**Problem A:** Quote the email header word for word, everything from "From: David Vernet" down to "Message-ID: <20230620173626.GA3027191@maniforge> (raw)".
[start of Excerpted text]
From: David Vernet <void@manifault.com>
To: Aaron Lu <aaron.lu@intel.com>
Cc: Peter Zijlstra <peterz@infradead.org>,
linux-kernel@vger.kernel.org, mingo@redhat.com,
juri.lelli@redhat.com, vincent.guittot@linaro.org,
rostedt@goodmis.org, dietmar.eggemann@arm.com,
bsegall@google.com, mgorman@suse.de, bristot@redhat.com,
vschneid@redhat.com, joshdon@google.com,
roman.gushchin@linux.dev, tj@kernel.org, kernel-team@meta.com
Subject: Re: [RFC PATCH 3/3] sched: Implement shared wakequeue in CFS
Date: Tue, 20 Jun 2023 12:36:26 -0500 [thread overview]
Message-ID: <20230620173626.GA3027191@maniforge> (raw)
[end of Excerpted text]
[start of Stored records]
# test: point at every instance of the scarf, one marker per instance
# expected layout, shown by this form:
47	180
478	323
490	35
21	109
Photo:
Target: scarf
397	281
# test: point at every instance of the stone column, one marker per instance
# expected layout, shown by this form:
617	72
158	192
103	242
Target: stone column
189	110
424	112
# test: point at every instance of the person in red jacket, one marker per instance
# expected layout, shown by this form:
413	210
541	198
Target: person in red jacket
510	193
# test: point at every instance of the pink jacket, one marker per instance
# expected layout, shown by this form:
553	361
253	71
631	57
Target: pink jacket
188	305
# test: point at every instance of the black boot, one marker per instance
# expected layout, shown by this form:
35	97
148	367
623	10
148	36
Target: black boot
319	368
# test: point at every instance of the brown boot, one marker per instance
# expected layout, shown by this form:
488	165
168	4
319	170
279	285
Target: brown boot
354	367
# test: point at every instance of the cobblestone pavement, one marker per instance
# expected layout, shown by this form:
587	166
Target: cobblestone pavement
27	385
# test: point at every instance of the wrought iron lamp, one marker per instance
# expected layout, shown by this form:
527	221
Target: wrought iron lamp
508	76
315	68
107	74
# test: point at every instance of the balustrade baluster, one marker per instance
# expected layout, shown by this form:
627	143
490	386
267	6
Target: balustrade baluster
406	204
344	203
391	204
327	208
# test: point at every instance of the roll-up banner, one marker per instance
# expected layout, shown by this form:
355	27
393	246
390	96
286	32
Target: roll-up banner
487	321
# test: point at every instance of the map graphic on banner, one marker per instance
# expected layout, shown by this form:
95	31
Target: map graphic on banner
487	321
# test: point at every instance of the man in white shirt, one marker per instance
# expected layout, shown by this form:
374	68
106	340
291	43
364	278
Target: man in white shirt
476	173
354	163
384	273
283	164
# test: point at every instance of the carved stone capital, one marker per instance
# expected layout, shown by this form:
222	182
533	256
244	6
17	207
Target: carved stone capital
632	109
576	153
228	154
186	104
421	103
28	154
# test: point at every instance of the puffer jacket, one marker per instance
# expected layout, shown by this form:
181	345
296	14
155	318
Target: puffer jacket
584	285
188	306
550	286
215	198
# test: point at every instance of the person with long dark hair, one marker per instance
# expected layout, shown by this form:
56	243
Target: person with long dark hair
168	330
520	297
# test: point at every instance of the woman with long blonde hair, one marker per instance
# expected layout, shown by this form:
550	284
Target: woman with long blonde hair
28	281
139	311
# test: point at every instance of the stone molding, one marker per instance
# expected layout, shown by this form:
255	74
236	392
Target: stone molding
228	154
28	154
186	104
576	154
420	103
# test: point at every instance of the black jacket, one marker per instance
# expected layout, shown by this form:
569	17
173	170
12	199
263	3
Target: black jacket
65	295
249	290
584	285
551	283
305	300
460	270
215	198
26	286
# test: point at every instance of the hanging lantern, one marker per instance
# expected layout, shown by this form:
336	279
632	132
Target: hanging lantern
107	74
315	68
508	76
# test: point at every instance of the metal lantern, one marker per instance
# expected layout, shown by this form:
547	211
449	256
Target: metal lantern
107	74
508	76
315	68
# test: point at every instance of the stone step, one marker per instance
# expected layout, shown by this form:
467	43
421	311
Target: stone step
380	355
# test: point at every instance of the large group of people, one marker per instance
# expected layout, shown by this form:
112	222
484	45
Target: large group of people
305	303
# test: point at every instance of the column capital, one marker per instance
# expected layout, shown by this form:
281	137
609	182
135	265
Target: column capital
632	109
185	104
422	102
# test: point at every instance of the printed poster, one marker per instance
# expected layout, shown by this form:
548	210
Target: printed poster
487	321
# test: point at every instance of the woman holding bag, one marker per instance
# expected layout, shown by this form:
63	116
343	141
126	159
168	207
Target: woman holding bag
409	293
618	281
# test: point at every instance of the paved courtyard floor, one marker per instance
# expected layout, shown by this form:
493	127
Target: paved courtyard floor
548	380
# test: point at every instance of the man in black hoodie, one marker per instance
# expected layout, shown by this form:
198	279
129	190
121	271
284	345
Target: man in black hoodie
[end of Stored records]
**Problem B:** Find each line in the listing that contains the word "white" and copy it.

**Complete response A:**
From: David Vernet <void@manifault.com>
To: Aaron Lu <aaron.lu@intel.com>
Cc: Peter Zijlstra <peterz@infradead.org>,
linux-kernel@vger.kernel.org, mingo@redhat.com,
juri.lelli@redhat.com, vincent.guittot@linaro.org,
rostedt@goodmis.org, dietmar.eggemann@arm.com,
bsegall@google.com, mgorman@suse.de, bristot@redhat.com,
vschneid@redhat.com, joshdon@google.com,
roman.gushchin@linux.dev, tj@kernel.org, kernel-team@meta.com
Subject: Re: [RFC PATCH 3/3] sched: Implement shared wakequeue in CFS
Date: Tue, 20 Jun 2023 12:36:26 -0500 [thread overview]
Message-ID: <20230620173626.GA3027191@maniforge> (raw)

**Complete response B:**
# test: point at every instance of the man in white shirt, one marker per instance
Target: man in white shirt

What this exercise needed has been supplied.